_TEXTE À LIRE:_
- - - - -

HALTE À LA CULTURE DE LA GRÈVE
 
 
par Stefan Metzeler
 
          Nous savons depuis longtemps que la « grève » est un des plus glorieux et durables héritages du marxisme, pourtant en décrépitude intellectuelle et politique. Cette culture de la grève est le fond de commerce des parasites qui dirigent les syndicats, elle n'est pas l'intérêt des grévistes. Chauffeur, havane au bec ostensiblement, le train de vie des dirigeants des syndicats est celui de la nomenklatura communiste.
 
          Depuis que la « droite » est au pouvoir en France, les perdants ne cessent de menacer d'un « troisième tour social ». Et, bien entendu, les traditionnelles grèves de fin d'année sont annoncées comme des rituels sociaux, tribaux, pour que « la lutte continue », pour que les « droits acquis » des employés du service public perdurent en toute iniquité. 
  
Les grévistes sont leurs propres victimes 
  
          Ces grèves sont un chantage ignoble. Elles sont le fait de groupes de pression privilégiés dans le cas des services publics. Privilégiés, parce que les fonctionnaires ont un meilleur salaire que ce qu'ils pourraient obtenir sur un marché concurrentiel, parce qu'ils profitent d'une protection juridique de leur emploi au détriment des travailleurs productifs, parce qu'ils profitent de régimes de retraites aux conditions surréalistes...

- - - - -

_DONNÉES FOURNIES:_
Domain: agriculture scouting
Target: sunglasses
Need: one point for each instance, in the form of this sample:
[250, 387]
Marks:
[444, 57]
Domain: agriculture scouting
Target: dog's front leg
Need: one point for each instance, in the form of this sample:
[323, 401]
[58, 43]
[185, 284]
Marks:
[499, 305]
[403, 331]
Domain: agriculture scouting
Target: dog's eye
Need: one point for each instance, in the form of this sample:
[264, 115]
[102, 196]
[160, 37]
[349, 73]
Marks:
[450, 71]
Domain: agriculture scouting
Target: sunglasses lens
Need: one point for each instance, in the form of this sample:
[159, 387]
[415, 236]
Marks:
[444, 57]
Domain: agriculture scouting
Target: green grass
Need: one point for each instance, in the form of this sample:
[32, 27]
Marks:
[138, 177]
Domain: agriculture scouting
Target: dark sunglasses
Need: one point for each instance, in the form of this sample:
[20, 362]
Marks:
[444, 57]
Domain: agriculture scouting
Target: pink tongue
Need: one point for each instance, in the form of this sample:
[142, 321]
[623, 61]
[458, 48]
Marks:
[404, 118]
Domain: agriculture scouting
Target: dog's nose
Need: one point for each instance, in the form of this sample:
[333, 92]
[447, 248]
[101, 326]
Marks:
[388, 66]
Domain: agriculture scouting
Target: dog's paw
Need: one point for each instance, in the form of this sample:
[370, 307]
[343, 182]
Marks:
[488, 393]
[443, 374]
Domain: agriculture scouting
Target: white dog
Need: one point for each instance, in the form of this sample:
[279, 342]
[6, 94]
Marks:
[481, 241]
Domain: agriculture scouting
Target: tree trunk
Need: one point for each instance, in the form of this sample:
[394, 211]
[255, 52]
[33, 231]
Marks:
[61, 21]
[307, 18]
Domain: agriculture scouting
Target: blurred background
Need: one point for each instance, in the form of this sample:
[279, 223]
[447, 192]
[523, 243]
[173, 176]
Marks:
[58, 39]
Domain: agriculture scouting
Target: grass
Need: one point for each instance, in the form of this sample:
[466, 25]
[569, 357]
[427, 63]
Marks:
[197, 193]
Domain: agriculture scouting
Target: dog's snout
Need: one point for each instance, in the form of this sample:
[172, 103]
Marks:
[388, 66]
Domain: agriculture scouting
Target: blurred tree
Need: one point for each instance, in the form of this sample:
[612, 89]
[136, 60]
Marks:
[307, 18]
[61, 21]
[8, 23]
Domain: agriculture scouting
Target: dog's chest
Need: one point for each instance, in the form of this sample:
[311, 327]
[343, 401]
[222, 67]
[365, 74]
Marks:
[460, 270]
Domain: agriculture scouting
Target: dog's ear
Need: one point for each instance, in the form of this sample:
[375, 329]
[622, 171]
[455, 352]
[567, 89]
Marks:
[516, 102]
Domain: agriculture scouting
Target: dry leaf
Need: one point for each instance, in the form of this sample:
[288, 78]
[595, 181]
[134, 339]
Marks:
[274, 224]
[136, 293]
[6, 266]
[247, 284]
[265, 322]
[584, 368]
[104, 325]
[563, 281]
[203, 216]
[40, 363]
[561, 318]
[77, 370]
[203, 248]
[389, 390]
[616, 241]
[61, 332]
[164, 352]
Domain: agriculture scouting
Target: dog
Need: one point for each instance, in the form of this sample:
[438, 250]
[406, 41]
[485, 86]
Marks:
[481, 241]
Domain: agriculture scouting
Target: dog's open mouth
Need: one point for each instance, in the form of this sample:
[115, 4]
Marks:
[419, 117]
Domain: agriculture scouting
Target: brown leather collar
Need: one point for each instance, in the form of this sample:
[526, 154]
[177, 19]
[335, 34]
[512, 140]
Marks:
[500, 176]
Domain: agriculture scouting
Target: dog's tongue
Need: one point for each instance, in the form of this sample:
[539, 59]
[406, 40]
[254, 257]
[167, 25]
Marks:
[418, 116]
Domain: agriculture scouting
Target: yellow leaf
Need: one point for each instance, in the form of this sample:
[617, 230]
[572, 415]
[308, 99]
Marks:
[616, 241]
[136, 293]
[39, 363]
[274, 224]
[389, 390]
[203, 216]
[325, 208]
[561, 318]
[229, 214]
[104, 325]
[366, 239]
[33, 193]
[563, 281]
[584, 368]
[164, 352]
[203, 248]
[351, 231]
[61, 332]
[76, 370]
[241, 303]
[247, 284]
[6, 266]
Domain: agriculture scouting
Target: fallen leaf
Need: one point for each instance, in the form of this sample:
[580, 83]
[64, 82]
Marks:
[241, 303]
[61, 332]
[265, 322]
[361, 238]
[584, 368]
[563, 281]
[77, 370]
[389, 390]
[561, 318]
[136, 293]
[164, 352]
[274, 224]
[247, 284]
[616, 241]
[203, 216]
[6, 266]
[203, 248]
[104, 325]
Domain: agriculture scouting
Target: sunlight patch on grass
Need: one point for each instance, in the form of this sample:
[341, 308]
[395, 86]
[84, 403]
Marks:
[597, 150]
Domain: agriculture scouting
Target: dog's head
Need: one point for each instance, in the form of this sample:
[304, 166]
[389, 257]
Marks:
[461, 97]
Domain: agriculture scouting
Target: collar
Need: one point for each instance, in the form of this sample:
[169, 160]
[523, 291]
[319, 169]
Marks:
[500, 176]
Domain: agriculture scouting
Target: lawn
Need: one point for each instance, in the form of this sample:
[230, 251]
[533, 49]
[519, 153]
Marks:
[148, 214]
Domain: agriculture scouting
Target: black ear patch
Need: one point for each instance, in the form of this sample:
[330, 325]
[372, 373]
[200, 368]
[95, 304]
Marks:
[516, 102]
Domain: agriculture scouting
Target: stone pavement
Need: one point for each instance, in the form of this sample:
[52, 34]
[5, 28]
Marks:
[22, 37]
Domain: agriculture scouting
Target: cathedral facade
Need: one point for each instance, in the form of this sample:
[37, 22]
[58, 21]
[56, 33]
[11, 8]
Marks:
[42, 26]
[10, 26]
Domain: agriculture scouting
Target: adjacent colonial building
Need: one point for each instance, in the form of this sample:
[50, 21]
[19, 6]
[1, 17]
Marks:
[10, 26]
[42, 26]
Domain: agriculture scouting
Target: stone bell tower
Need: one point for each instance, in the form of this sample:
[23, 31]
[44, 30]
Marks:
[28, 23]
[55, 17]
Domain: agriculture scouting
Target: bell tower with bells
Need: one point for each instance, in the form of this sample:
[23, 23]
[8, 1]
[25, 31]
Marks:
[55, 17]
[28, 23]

- - - - -

_CONSIGNE 1:_ Dans le texte sur la culture de la grève, de quoi les perdants menacent-ils depuis que la « droite » est au pouvoir en France ?
_CONSIGNE 2:_ Recopiez, dans le texte sur la culture de la grève, tout ce qui va de « HALTE À LA CULTURE » jusqu'à « la nomenklatura communiste. ».
_CONSIGNE 3:_ Donnez la suite du texte sur la culture de la grève, à partir de sa dernière phrase.
Les données n'ont aucun lien avec le texte sur la culture de la grève.

_RÉSULTAT FINAL 1:_ D'un « troisième tour social ».

_RÉSULTAT FINAL 2:_
HALTE À LA CULTURE DE LA GRÈVE
 
 
par Stefan Metzeler
 
          Nous savons depuis longtemps que la « grève » est un des plus glorieux et durables héritages du marxisme, pourtant en décrépitude intellectuelle et politique. Cette culture de la grève est le fond de commerce des parasites qui dirigent les syndicats, elle n'est pas l'intérêt des grévistes. Chauffeur, havane au bec ostensiblement, le train de vie des dirigeants des syndicats est celui de la nomenklatura communiste.

_RÉSULTAT FINAL 3:_
  
          Et pourtant, ils se plaignent. C'est qu'ils subissent forcément le contrecoup de leur propre gourmandise. Leur salaire ne vaut pas grand-chose, puisque l'économie est tellement affaiblie que, tous ensemble, ils perdent une part importante des biens et services qui n'ont jamais existé, faute de moyens pour les réaliser. 
  
          Les routiers sont victimes du même phénomène. Plutôt que de chercher une productivité plus élevée, ils se plaignent de celle de leurs concurrents. Ils prennent en otage toute la population. Mais les grèves dans le privé relèvent d'une autre logique. Il ne s'agit pas de défendre des droits acquis mais de faire pression sur le gouvernement dont on sait qu'il est omnipotent, qu'il peut dénouer toutes les crises, que son pouvoir d'intercession est sans limite. Il est lui-même victime de sa prétention fatale à se mêler de tout, et rien ne l'en empêche en effet. Sûrement pas une Constitution de papier. 
  
Le destructionisme est en marche 
  
          La grève n'est de toute façon pas un moyen légitime de « lutte ». Pour signaler à un patron qu'on désire être augmenté, il y a bien d'autres voies, y compris la menace de terminer le contrat, en cas de désaccord. Sur un marché libéral, ce serait un argument de poids, puisque la ressource la plus rare serait le travail humain, le plus générateur de richesse.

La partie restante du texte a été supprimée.